== PROBLEM STATEMENT ==
Return every line of the records below that contains the word "negative".

*** Opening of INFORMATION PROVIDED ***

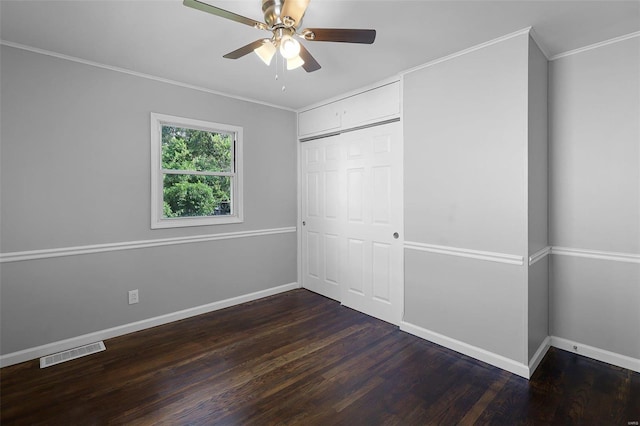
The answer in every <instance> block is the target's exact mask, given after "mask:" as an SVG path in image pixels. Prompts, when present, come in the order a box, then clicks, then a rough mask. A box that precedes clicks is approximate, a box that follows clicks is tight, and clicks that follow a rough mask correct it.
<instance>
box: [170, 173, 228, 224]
mask: <svg viewBox="0 0 640 426" xmlns="http://www.w3.org/2000/svg"><path fill="white" fill-rule="evenodd" d="M163 179H164V191H163V213H162V217H163V218H174V217H197V216H220V215H222V216H229V215H231V210H232V209H231V201H230V200H231V178H230V177H229V176H194V175H167V174H165V175H164V177H163Z"/></svg>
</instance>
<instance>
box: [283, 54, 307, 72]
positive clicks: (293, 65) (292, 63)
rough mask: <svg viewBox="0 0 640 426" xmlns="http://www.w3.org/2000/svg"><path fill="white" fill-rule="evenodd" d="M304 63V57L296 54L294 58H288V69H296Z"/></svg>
mask: <svg viewBox="0 0 640 426" xmlns="http://www.w3.org/2000/svg"><path fill="white" fill-rule="evenodd" d="M302 65H304V59H302V58H301V57H300V56H295V57H293V58H290V59H287V69H288V70H294V69H296V68H299V67H301V66H302Z"/></svg>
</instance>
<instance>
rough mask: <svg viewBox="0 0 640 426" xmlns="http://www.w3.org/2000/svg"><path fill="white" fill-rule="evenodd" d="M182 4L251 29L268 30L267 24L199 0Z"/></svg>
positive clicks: (196, 0) (195, 0)
mask: <svg viewBox="0 0 640 426" xmlns="http://www.w3.org/2000/svg"><path fill="white" fill-rule="evenodd" d="M182 4H184V5H185V6H188V7H192V8H194V9H197V10H201V11H202V12H207V13H211V14H213V15H216V16H220V17H221V18H226V19H230V20H232V21H236V22H240V23H241V24H245V25H249V26H250V27H254V28H258V29H261V30H266V29H267V26H266V24H264V23H263V22H258V21H256V20H254V19H251V18H247V17H245V16H242V15H238V14H235V13H233V12H229V11H228V10H224V9H220V8H219V7H215V6H211V5H210V4H207V3H203V2H201V1H198V0H184V1H183V3H182Z"/></svg>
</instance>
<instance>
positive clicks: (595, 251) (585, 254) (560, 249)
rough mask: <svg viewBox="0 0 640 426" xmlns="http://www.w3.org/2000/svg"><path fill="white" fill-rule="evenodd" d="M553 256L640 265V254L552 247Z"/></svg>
mask: <svg viewBox="0 0 640 426" xmlns="http://www.w3.org/2000/svg"><path fill="white" fill-rule="evenodd" d="M551 254H556V255H561V256H573V257H587V258H590V259H599V260H613V261H616V262H629V263H640V254H633V253H619V252H613V251H600V250H585V249H577V248H569V247H556V246H553V247H551Z"/></svg>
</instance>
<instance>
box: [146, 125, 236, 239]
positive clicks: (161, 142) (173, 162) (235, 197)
mask: <svg viewBox="0 0 640 426" xmlns="http://www.w3.org/2000/svg"><path fill="white" fill-rule="evenodd" d="M238 222H242V128H241V127H236V126H230V125H227V124H218V123H210V122H207V121H199V120H191V119H187V118H181V117H173V116H170V115H162V114H155V113H151V228H153V229H155V228H173V227H181V226H199V225H215V224H222V223H238Z"/></svg>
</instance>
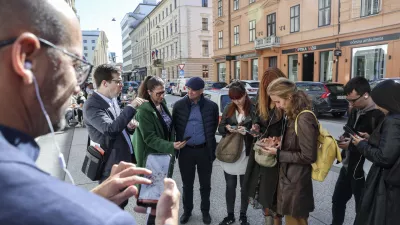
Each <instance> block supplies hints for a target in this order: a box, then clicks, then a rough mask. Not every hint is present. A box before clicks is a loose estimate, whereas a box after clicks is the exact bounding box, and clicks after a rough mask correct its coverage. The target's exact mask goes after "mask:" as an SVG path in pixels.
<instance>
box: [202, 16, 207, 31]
mask: <svg viewBox="0 0 400 225" xmlns="http://www.w3.org/2000/svg"><path fill="white" fill-rule="evenodd" d="M202 25H203V26H202V30H208V18H202Z"/></svg>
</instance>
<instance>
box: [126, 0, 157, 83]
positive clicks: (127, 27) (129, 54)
mask: <svg viewBox="0 0 400 225" xmlns="http://www.w3.org/2000/svg"><path fill="white" fill-rule="evenodd" d="M156 6H157V4H156V0H143V3H139V5H138V6H137V7H136V9H135V10H134V11H133V12H129V13H127V14H125V16H124V18H123V19H122V21H121V23H120V26H121V33H122V51H123V54H122V55H123V56H122V57H123V59H122V61H123V69H122V70H123V74H124V75H125V76H128V75H130V74H131V73H132V70H133V66H132V44H134V43H132V42H131V38H130V37H129V34H130V33H131V32H132V30H134V29H135V27H136V26H137V25H138V24H139V23H140V22H141V21H142V20H143V18H144V17H145V16H146V15H147V14H149V13H150V12H151V11H152V10H153V9H154V7H156Z"/></svg>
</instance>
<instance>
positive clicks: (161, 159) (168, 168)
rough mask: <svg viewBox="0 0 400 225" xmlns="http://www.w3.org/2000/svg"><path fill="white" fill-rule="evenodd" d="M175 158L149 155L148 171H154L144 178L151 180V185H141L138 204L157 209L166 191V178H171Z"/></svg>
mask: <svg viewBox="0 0 400 225" xmlns="http://www.w3.org/2000/svg"><path fill="white" fill-rule="evenodd" d="M172 159H173V157H172V156H171V155H170V154H164V153H162V154H160V153H156V154H149V155H148V156H147V158H146V165H145V167H146V169H149V170H151V171H152V173H151V174H150V175H145V176H144V177H145V178H147V179H149V180H151V184H141V185H139V195H138V198H137V202H136V204H137V205H138V206H143V207H151V208H156V207H157V203H158V200H159V199H160V197H161V194H162V192H163V190H164V178H167V177H171V174H172V169H173V166H172V165H173V160H172Z"/></svg>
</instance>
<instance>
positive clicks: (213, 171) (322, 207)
mask: <svg viewBox="0 0 400 225" xmlns="http://www.w3.org/2000/svg"><path fill="white" fill-rule="evenodd" d="M338 126H340V125H338ZM56 139H57V142H58V143H59V145H60V147H61V149H62V151H63V152H64V154H65V157H66V160H67V162H68V169H69V171H70V172H71V174H72V176H73V178H74V181H75V184H76V185H77V186H79V187H82V188H84V189H87V190H90V189H92V188H93V187H95V186H96V185H97V182H93V181H91V180H90V179H88V178H87V177H85V175H84V174H83V173H82V172H81V166H82V163H83V159H84V155H85V148H86V142H87V131H86V129H85V128H72V129H69V130H67V131H65V132H62V133H58V134H57V135H56ZM50 140H51V139H50V137H48V136H44V137H41V138H39V140H38V142H39V145H40V146H41V157H40V158H39V160H38V163H37V164H38V165H39V167H40V168H42V169H44V170H45V171H47V172H49V173H50V174H52V175H54V176H56V177H58V178H60V179H61V180H65V181H66V182H70V180H69V179H68V177H65V175H64V172H63V171H62V170H61V169H60V168H59V166H58V159H57V155H58V154H57V153H56V151H55V148H54V147H53V146H52V142H51V141H50ZM336 166H337V165H335V167H333V169H332V171H331V172H330V173H329V175H328V177H327V178H326V179H325V181H324V182H322V183H321V182H316V181H314V182H313V185H314V200H315V210H314V212H312V213H311V215H310V218H309V225H329V224H330V222H331V219H332V217H331V206H332V203H331V199H332V193H333V190H334V187H335V184H336V180H337V177H338V173H337V171H338V168H336ZM173 179H174V180H175V181H176V183H177V185H178V188H179V190H180V191H181V193H182V180H181V176H180V172H179V168H178V166H177V165H175V168H174V175H173ZM238 183H239V182H238ZM199 188H200V187H199V181H198V177H197V175H196V180H195V184H194V202H195V205H194V209H193V212H192V217H191V218H190V221H189V222H188V224H189V225H200V224H203V222H202V219H201V211H200V202H201V198H200V193H199ZM236 193H237V194H236V195H237V198H236V203H235V216H236V219H237V222H236V223H234V224H239V222H238V217H239V209H240V198H239V195H240V188H239V187H238V188H237V192H236ZM135 205H136V200H135V199H133V198H131V199H130V202H129V204H128V206H127V207H126V208H125V210H127V211H129V212H130V213H132V215H133V216H134V217H135V219H136V221H137V224H141V225H145V224H146V223H145V215H142V214H137V213H135V212H133V207H134V206H135ZM299 207H301V205H300V206H299ZM354 208H355V202H354V199H353V198H352V199H351V201H349V203H348V204H347V210H346V218H345V223H344V224H345V225H352V224H353V221H354V217H355V213H354ZM179 213H180V215H181V214H182V213H183V209H182V201H181V202H180V212H179ZM210 214H211V217H212V219H213V220H212V224H213V225H217V224H219V223H220V222H221V221H222V220H223V218H224V217H225V216H226V214H227V213H226V203H225V180H224V175H223V170H222V168H221V166H220V165H219V164H218V162H217V161H215V162H214V166H213V175H212V190H211V210H210ZM247 214H248V220H249V222H250V224H251V225H263V215H262V212H261V210H255V209H253V208H252V207H251V206H249V208H248V211H247Z"/></svg>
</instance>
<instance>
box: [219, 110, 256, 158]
mask: <svg viewBox="0 0 400 225" xmlns="http://www.w3.org/2000/svg"><path fill="white" fill-rule="evenodd" d="M231 104H233V103H229V104H228V105H227V106H226V107H225V109H224V112H223V113H222V118H221V122H220V123H219V126H218V132H219V133H220V134H221V135H222V136H223V137H225V136H226V135H227V133H229V131H228V130H227V129H226V125H228V124H229V125H231V126H239V124H238V122H237V120H236V115H235V114H233V115H232V116H231V117H226V114H227V113H228V108H229V106H230V105H231ZM253 110H254V106H253V105H251V108H250V114H249V115H248V116H247V117H246V118H245V120H244V121H243V122H242V123H241V124H240V126H244V127H246V129H247V130H250V129H251V126H252V117H251V112H253ZM253 139H254V138H253V136H252V135H251V134H249V133H246V135H245V137H244V143H245V146H246V155H247V156H248V155H250V151H251V149H252V147H253Z"/></svg>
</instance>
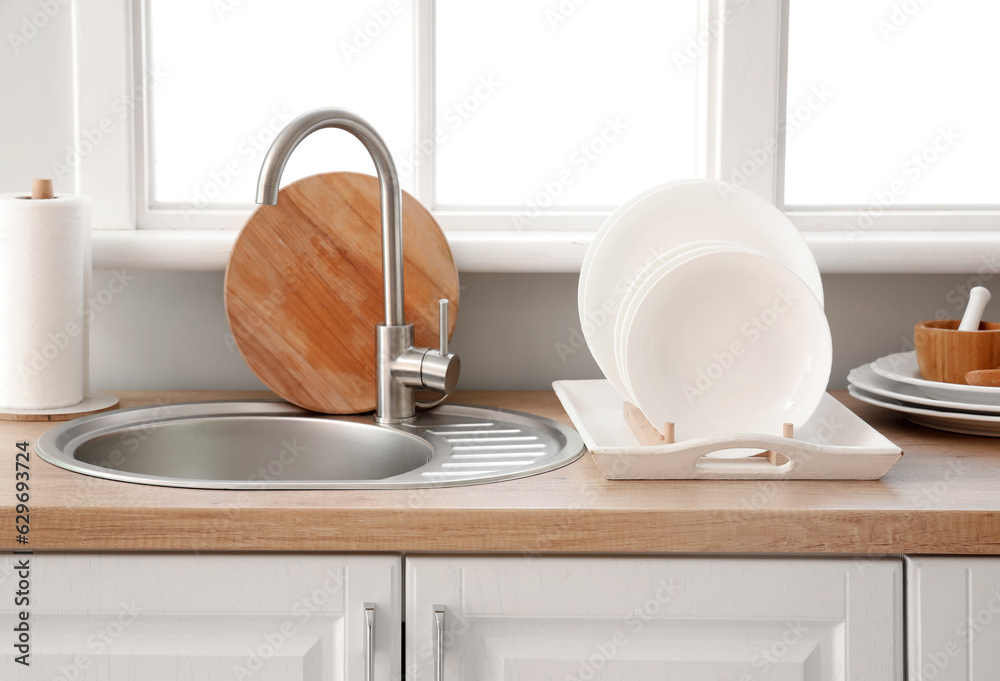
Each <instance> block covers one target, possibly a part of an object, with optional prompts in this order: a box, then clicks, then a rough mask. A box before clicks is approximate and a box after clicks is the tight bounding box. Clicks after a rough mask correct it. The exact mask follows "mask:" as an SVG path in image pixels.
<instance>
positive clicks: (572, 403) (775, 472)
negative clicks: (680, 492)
mask: <svg viewBox="0 0 1000 681" xmlns="http://www.w3.org/2000/svg"><path fill="white" fill-rule="evenodd" d="M552 387H553V388H554V389H555V391H556V395H558V396H559V401H560V402H562V405H563V408H565V410H566V414H567V415H568V416H569V418H570V420H571V421H572V422H573V425H574V426H575V427H576V429H577V430H578V431H580V437H582V438H583V441H584V443H585V444H586V445H587V449H589V450H590V452H591V454H592V456H593V458H594V462H595V463H596V464H597V466H598V467H599V468H600V469H601V472H602V473H604V475H605V476H606V477H607V478H608V479H610V480H675V479H703V480H707V479H712V480H759V479H766V478H770V479H785V480H815V479H821V478H825V479H836V480H848V479H850V480H877V479H879V478H880V477H882V475H884V474H885V472H886V471H887V470H889V468H891V467H892V465H893V464H894V463H896V462H897V461H899V458H900V456H901V455H902V450H900V448H899V447H897V446H896V445H894V444H893V443H892V442H890V441H889V440H888V439H886V437H885V436H884V435H882V434H881V433H879V432H878V431H877V430H875V429H874V428H872V427H871V426H869V425H868V424H867V423H865V422H864V421H863V420H861V418H860V417H858V416H857V414H855V413H854V412H852V411H851V410H850V409H848V408H847V407H845V406H844V405H843V404H841V403H840V402H838V401H837V400H836V399H835V398H834V397H833V396H832V395H830V394H829V393H827V394H825V395H824V396H823V399H822V400H821V401H820V404H819V407H817V409H816V412H815V413H814V414H813V415H812V418H810V419H809V421H808V422H806V424H805V425H803V426H802V427H801V428H799V429H797V430H796V432H795V437H794V438H792V439H789V438H784V437H780V436H777V435H758V434H753V433H726V434H725V435H722V436H719V437H716V438H707V439H701V440H685V441H683V442H675V443H674V444H672V445H667V444H663V445H655V446H649V445H642V444H640V443H639V440H638V439H637V438H636V436H635V434H634V433H633V432H632V430H631V428H629V426H628V424H627V423H626V422H625V419H624V418H623V417H622V402H623V401H624V398H622V396H621V395H619V394H618V391H617V390H615V389H614V387H613V386H612V385H611V384H610V383H609V382H608V381H604V380H600V381H556V382H555V383H553V384H552ZM830 424H835V426H836V427H833V428H831V427H830ZM732 447H738V448H756V449H774V450H777V451H778V452H779V453H781V454H784V455H785V456H787V457H788V458H789V463H786V464H784V465H781V466H773V465H771V464H770V463H769V462H768V461H767V459H762V458H756V459H744V460H738V461H731V460H730V461H727V460H719V459H718V458H715V459H708V458H707V457H709V456H710V454H709V452H715V453H719V452H726V451H729V450H730V448H732Z"/></svg>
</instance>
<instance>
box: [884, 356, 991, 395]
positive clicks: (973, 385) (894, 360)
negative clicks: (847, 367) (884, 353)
mask: <svg viewBox="0 0 1000 681" xmlns="http://www.w3.org/2000/svg"><path fill="white" fill-rule="evenodd" d="M872 371H874V372H875V373H876V374H878V375H879V376H882V377H883V378H888V379H889V380H892V381H898V382H900V383H906V384H909V385H915V386H917V388H918V389H919V390H920V392H922V393H923V394H924V395H926V396H927V397H931V398H933V399H935V400H947V401H952V402H962V403H963V404H968V405H973V406H976V407H980V408H981V407H982V406H983V405H989V406H991V407H997V406H1000V388H987V387H984V386H979V385H959V384H958V383H941V382H939V381H928V380H925V379H924V378H923V376H922V375H921V373H920V366H919V365H918V364H917V353H916V352H914V351H911V352H897V353H896V354H894V355H886V356H885V357H881V358H879V359H877V360H875V361H874V362H872Z"/></svg>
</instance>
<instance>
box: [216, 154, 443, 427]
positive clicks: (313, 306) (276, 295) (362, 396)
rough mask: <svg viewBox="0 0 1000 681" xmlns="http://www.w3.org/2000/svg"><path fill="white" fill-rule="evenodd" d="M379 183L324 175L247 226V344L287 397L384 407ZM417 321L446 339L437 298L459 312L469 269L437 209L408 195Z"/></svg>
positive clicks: (261, 363)
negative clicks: (460, 260) (445, 226)
mask: <svg viewBox="0 0 1000 681" xmlns="http://www.w3.org/2000/svg"><path fill="white" fill-rule="evenodd" d="M379 206H380V201H379V184H378V179H377V178H375V177H372V176H370V175H361V174H358V173H343V172H341V173H324V174H322V175H313V176H311V177H306V178H303V179H301V180H298V181H297V182H293V183H292V184H289V185H288V186H286V187H284V188H283V189H282V190H281V192H280V193H279V195H278V205H276V206H260V207H258V208H257V210H256V211H255V212H254V213H253V215H251V216H250V219H249V220H248V221H247V223H246V225H245V226H244V227H243V231H242V232H240V235H239V237H238V238H237V240H236V244H235V246H234V247H233V252H232V255H231V256H230V258H229V266H228V268H227V269H226V284H225V296H226V315H227V316H228V318H229V328H230V330H231V331H232V334H233V338H234V340H235V343H236V347H238V348H239V350H240V353H242V355H243V357H244V359H246V361H247V364H249V365H250V368H251V369H252V370H253V372H254V373H255V374H257V377H258V378H260V380H261V381H263V382H264V384H265V385H267V387H268V388H270V389H271V390H273V391H274V392H275V393H277V394H278V395H279V396H281V397H282V398H283V399H285V400H288V401H289V402H291V403H293V404H296V405H298V406H300V407H304V408H306V409H311V410H313V411H318V412H323V413H327V414H356V413H361V412H366V411H372V410H374V409H375V326H376V325H377V324H382V323H384V322H385V306H384V303H383V293H382V292H383V285H382V226H381V216H380V209H379ZM403 255H404V261H403V283H404V286H405V293H406V300H405V314H406V321H407V322H409V323H412V324H413V325H414V334H415V337H416V345H417V346H418V347H425V348H436V347H437V346H438V300H439V299H441V298H447V299H448V300H449V301H451V304H450V306H449V308H448V313H449V316H448V318H449V325H450V328H449V336H450V335H451V333H452V332H453V331H454V329H455V320H456V319H457V317H458V271H457V270H456V269H455V261H454V259H453V258H452V255H451V250H450V249H449V247H448V241H447V239H445V236H444V233H443V232H442V231H441V228H440V227H439V226H438V224H437V222H436V221H435V220H434V218H433V216H431V214H430V212H428V210H427V209H426V208H424V206H423V205H421V203H420V202H419V201H417V200H416V199H415V198H413V197H412V196H410V195H409V194H407V193H406V192H403Z"/></svg>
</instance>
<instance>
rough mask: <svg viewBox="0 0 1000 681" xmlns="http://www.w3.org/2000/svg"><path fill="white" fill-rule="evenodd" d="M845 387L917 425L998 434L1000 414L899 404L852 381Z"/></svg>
mask: <svg viewBox="0 0 1000 681" xmlns="http://www.w3.org/2000/svg"><path fill="white" fill-rule="evenodd" d="M847 391H848V392H849V393H850V394H851V395H853V396H854V397H856V398H858V399H859V400H861V401H862V402H867V403H868V404H874V405H875V406H877V407H885V408H886V409H890V410H892V411H897V412H899V413H901V414H903V416H904V417H905V418H906V419H907V420H908V421H912V422H913V423H916V424H919V425H921V426H927V427H928V428H935V429H937V430H947V431H948V432H951V433H964V434H966V435H985V436H988V437H1000V416H993V415H990V414H969V413H962V412H952V411H935V410H934V409H928V408H927V407H915V406H912V405H907V404H903V403H902V402H900V401H899V400H894V399H892V398H889V397H881V396H879V395H873V394H871V393H870V392H867V391H865V390H862V389H861V388H858V387H856V386H853V385H849V386H847Z"/></svg>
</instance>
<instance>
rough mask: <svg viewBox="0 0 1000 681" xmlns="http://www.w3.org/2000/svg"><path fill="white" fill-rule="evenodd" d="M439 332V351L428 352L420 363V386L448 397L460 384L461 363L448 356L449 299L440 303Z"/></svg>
mask: <svg viewBox="0 0 1000 681" xmlns="http://www.w3.org/2000/svg"><path fill="white" fill-rule="evenodd" d="M438 311H439V312H438V330H439V333H440V342H439V347H438V349H437V350H427V351H425V352H424V355H423V358H422V359H421V361H420V384H421V387H423V388H426V389H428V390H434V391H437V392H439V393H442V394H443V395H448V394H450V393H452V392H454V390H455V386H456V385H457V384H458V374H459V372H460V371H461V362H460V361H459V359H458V356H457V355H450V354H448V299H447V298H442V299H441V300H439V301H438Z"/></svg>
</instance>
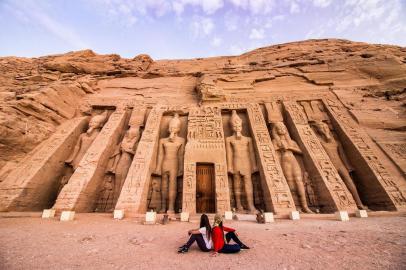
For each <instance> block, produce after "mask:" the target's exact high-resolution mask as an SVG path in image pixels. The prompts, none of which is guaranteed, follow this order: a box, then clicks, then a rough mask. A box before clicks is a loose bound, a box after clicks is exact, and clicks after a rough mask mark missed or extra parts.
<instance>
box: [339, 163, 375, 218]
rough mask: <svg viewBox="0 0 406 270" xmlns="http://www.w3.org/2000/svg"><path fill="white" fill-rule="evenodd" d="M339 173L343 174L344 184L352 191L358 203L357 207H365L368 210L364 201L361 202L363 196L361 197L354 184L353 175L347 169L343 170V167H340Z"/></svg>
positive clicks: (353, 197) (340, 174)
mask: <svg viewBox="0 0 406 270" xmlns="http://www.w3.org/2000/svg"><path fill="white" fill-rule="evenodd" d="M338 174H339V175H340V176H341V178H342V179H343V181H344V184H345V185H346V186H347V188H348V190H349V191H350V193H351V194H352V197H353V198H354V200H355V203H356V204H357V207H358V208H359V209H363V210H366V209H368V208H367V207H366V206H365V205H363V203H362V202H361V198H360V197H359V194H358V191H357V188H356V187H355V185H354V182H353V181H352V178H351V176H350V175H349V174H348V172H347V170H343V169H341V168H340V169H338Z"/></svg>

*** Close of INFORMATION PROVIDED ***

== RESULT ==
negative clicks: (680, 492)
negative clicks: (847, 367) (884, 353)
negative clicks: (460, 260) (445, 226)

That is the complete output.